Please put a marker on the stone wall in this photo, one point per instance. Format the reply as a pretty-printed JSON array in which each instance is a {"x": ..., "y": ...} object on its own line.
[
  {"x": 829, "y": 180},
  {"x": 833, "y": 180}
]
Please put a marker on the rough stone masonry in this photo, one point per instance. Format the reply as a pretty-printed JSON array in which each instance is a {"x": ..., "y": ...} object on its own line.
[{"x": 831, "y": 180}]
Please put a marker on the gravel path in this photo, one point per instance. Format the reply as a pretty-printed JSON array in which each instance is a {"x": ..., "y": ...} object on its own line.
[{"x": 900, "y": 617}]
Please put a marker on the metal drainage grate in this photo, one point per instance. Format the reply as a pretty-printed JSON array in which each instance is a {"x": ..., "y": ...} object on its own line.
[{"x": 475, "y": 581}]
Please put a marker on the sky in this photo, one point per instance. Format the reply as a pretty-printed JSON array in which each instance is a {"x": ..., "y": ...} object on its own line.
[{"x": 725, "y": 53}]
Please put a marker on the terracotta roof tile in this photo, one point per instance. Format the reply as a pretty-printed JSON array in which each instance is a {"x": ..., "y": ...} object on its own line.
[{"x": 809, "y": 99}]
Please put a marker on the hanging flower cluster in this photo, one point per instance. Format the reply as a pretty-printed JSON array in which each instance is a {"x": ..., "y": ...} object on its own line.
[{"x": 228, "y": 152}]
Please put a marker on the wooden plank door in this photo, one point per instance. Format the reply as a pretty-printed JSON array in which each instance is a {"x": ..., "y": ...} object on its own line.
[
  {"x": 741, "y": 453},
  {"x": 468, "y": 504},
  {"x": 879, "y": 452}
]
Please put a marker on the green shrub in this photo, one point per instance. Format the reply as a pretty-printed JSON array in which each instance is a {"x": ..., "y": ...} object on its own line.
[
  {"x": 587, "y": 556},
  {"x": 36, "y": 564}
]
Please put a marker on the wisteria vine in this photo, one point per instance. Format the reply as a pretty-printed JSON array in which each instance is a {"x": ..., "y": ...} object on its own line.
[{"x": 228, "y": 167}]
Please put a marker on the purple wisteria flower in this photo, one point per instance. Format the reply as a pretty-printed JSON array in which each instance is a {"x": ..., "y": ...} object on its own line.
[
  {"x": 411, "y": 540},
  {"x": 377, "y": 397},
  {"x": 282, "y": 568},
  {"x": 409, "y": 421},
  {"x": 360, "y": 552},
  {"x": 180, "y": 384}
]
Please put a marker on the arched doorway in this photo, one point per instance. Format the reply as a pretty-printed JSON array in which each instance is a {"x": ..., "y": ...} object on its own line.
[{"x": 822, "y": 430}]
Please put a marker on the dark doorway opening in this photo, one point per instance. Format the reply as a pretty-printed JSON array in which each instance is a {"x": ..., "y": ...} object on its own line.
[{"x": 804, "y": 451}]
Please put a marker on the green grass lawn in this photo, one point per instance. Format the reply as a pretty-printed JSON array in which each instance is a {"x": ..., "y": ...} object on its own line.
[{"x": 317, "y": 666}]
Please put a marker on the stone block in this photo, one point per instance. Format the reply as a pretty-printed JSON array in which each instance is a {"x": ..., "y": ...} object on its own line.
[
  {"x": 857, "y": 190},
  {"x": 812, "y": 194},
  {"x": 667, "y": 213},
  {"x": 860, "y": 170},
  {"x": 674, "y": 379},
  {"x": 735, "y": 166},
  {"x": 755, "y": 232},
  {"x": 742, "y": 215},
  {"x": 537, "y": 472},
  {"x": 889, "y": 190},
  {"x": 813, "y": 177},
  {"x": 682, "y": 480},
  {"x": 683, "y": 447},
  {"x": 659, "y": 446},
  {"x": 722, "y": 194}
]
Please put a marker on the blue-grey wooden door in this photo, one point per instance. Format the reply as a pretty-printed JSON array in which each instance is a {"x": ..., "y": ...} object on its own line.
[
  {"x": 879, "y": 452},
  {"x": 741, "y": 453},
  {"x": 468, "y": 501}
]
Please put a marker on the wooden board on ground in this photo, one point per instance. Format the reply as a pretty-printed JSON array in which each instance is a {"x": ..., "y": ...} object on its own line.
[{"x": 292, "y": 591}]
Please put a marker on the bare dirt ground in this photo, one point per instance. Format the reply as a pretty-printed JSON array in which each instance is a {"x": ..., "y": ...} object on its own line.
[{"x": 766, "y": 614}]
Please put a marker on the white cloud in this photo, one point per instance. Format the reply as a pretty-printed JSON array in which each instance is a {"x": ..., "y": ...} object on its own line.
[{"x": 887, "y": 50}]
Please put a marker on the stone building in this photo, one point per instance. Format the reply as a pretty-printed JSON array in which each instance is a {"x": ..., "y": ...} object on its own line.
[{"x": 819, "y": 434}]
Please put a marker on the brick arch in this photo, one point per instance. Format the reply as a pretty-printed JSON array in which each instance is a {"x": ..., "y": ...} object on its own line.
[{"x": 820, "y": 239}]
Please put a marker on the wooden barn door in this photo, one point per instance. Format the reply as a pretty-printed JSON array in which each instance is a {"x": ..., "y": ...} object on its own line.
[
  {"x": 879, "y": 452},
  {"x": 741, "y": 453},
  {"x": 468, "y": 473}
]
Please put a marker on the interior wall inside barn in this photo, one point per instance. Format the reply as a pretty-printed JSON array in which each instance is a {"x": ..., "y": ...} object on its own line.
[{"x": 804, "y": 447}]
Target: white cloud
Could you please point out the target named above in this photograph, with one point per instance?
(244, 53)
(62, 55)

* * *

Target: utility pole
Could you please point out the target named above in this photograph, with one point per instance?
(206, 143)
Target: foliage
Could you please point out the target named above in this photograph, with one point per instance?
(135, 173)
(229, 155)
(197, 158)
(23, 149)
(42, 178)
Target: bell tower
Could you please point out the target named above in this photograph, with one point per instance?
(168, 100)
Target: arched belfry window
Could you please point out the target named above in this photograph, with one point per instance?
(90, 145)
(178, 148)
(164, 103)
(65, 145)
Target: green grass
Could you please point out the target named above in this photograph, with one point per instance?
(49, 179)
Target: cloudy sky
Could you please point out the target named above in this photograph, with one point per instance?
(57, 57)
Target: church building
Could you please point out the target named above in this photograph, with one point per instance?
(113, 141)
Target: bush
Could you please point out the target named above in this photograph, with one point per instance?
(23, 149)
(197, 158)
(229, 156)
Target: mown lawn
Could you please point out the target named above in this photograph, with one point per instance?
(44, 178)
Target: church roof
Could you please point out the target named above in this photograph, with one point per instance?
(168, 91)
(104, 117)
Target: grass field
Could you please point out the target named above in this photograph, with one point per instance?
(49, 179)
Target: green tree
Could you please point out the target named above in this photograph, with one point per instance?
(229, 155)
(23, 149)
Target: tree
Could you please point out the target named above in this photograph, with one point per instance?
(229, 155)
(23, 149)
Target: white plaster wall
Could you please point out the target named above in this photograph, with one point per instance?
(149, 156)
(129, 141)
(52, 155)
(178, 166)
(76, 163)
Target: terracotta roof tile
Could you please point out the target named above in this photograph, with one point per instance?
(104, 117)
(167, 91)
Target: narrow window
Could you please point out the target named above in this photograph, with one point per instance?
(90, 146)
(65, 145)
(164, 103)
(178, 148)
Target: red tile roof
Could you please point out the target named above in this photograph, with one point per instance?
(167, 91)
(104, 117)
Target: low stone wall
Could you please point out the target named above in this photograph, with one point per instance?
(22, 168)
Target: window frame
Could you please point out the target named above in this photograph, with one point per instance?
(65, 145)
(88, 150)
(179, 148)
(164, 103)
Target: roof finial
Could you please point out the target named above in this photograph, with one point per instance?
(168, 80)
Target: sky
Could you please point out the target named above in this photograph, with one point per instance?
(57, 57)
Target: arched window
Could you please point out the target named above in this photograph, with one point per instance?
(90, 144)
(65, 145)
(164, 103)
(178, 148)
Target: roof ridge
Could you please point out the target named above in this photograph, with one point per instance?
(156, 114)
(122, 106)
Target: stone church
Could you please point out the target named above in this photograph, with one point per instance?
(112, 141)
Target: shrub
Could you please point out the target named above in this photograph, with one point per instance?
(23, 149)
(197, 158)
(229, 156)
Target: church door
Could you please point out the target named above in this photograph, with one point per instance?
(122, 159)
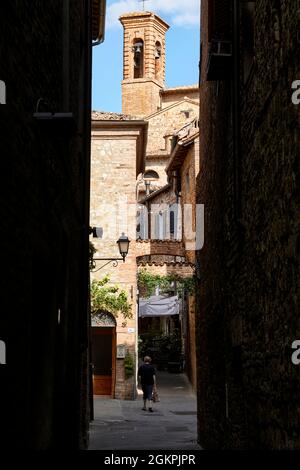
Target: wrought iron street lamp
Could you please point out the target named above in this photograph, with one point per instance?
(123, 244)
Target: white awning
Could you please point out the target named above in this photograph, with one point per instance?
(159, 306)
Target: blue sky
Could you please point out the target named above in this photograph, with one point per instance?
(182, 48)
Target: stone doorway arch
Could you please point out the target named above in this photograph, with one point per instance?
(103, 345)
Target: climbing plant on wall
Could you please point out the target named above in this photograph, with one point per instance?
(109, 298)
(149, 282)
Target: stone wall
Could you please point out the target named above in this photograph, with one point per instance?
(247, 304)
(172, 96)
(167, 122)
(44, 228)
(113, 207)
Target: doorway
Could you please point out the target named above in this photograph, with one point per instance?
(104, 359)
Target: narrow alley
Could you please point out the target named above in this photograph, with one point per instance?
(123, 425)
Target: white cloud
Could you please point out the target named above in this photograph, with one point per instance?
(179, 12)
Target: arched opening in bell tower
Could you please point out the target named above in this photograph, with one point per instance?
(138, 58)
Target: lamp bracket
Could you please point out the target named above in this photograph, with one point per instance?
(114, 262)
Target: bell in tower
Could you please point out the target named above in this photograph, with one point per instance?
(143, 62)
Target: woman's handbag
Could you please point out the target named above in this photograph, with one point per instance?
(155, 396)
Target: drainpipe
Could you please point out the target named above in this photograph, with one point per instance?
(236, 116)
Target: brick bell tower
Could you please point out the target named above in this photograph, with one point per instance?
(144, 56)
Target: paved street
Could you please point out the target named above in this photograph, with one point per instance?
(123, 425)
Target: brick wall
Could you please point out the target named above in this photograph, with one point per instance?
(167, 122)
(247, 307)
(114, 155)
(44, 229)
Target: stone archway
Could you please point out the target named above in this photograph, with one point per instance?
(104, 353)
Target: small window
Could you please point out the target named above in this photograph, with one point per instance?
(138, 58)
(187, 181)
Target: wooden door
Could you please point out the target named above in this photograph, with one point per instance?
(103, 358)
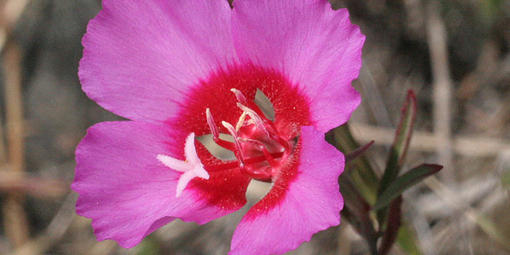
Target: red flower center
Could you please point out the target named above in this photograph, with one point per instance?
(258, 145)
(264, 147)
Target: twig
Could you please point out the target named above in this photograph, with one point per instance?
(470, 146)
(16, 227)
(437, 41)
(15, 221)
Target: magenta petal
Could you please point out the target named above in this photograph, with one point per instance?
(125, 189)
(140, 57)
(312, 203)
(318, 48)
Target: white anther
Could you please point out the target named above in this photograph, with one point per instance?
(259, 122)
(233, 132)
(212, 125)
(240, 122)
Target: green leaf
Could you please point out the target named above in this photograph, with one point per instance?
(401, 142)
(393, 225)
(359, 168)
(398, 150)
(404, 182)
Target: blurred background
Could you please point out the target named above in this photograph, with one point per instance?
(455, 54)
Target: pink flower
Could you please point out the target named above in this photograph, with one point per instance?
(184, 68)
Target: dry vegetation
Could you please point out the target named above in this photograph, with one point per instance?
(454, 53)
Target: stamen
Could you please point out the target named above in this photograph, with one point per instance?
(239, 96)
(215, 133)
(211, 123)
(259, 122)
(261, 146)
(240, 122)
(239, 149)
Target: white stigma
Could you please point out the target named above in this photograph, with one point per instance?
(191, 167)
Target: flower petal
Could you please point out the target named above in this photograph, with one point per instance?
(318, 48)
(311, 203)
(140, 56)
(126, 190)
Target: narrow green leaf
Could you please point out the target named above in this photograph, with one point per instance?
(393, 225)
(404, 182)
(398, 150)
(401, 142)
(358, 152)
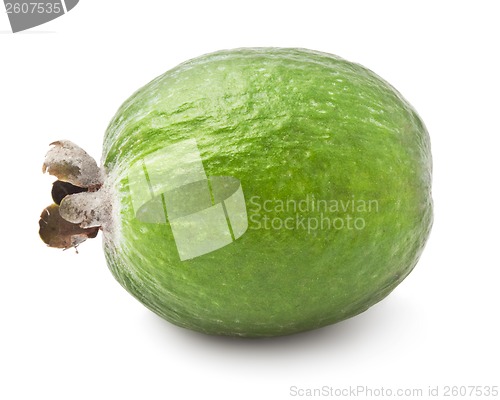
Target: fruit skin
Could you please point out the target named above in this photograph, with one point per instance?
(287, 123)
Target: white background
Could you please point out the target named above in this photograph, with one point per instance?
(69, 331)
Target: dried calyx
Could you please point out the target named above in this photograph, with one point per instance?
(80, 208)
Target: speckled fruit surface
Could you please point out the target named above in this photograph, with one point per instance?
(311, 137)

--

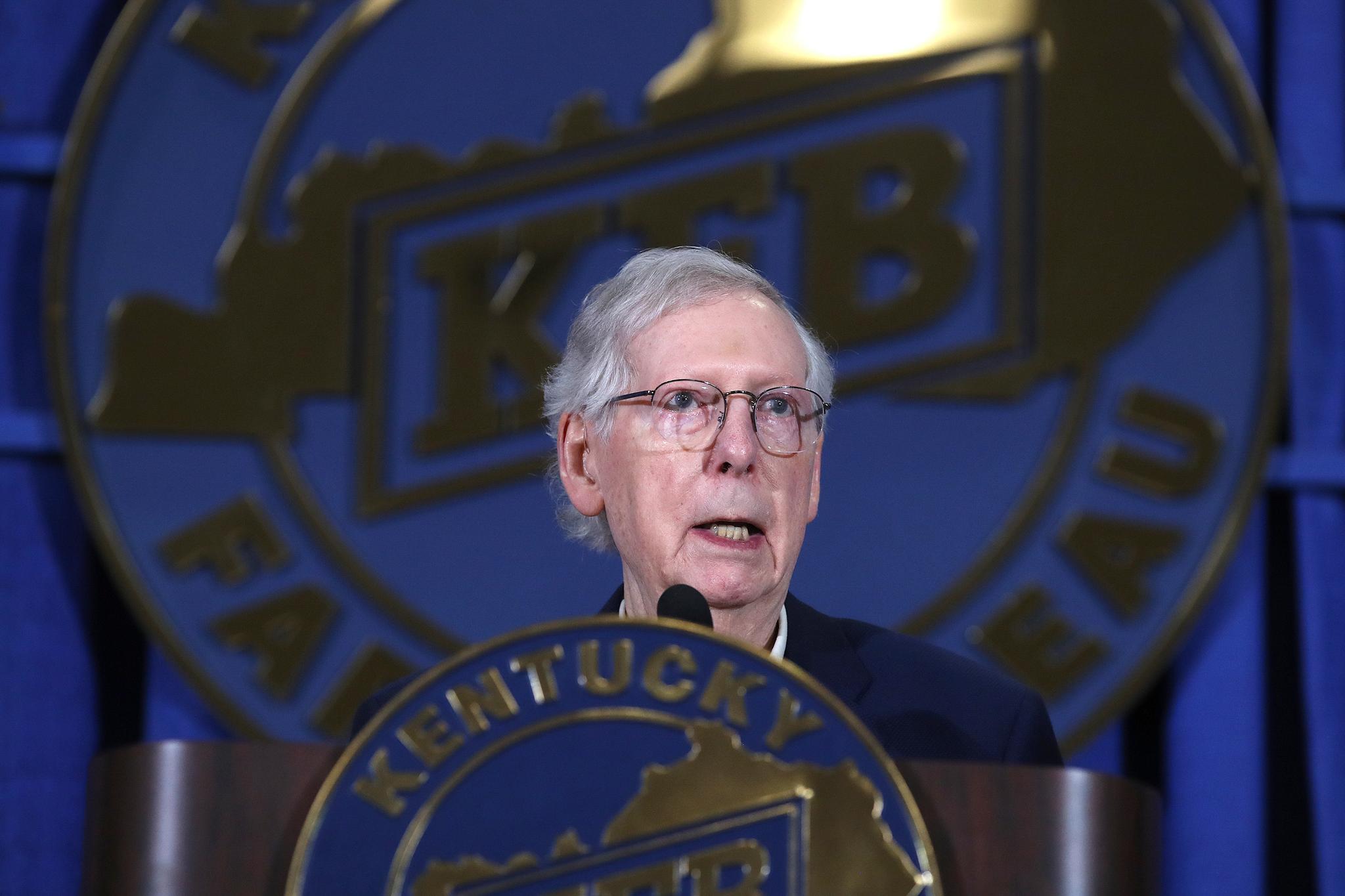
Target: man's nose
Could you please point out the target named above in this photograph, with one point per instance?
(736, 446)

WHAT TO PRODUCE
Only the lines above from the line with "Target: stone wall" to the line with "Target: brick bell tower", those two lines included, should be reproduced exactly.

SOLUTION
Target: stone wall
Could you please point out the target named above in this photograph, with one point per instance?
(247, 304)
(172, 96)
(167, 122)
(44, 228)
(113, 207)
Target: doorway
Could you please point out the target named above in this photograph, with one point per instance?
(104, 359)
Target: narrow alley
Could you please point out the target named above in this photograph, with one point per instance?
(123, 425)
Target: white cloud
Could you please point out the target named above in this photograph, with one point per instance?
(179, 12)
Target: arched opening in bell tower
Could you please point out the target named above in this photograph, with one point per instance?
(138, 58)
Target: lamp bracket
Could you please point out the target named above in this photograph, with one point per instance?
(114, 262)
Target: bell in tower
Could you please point out the target named above in this photograph, with one point per instance?
(143, 62)
Target: woman's handbag
Could you please point out the target named above in this photograph, with one point per instance?
(155, 396)
Target: drainpipe
Could you please point out the target named above in this photograph, with one point per instance?
(236, 116)
Target: brick bell tower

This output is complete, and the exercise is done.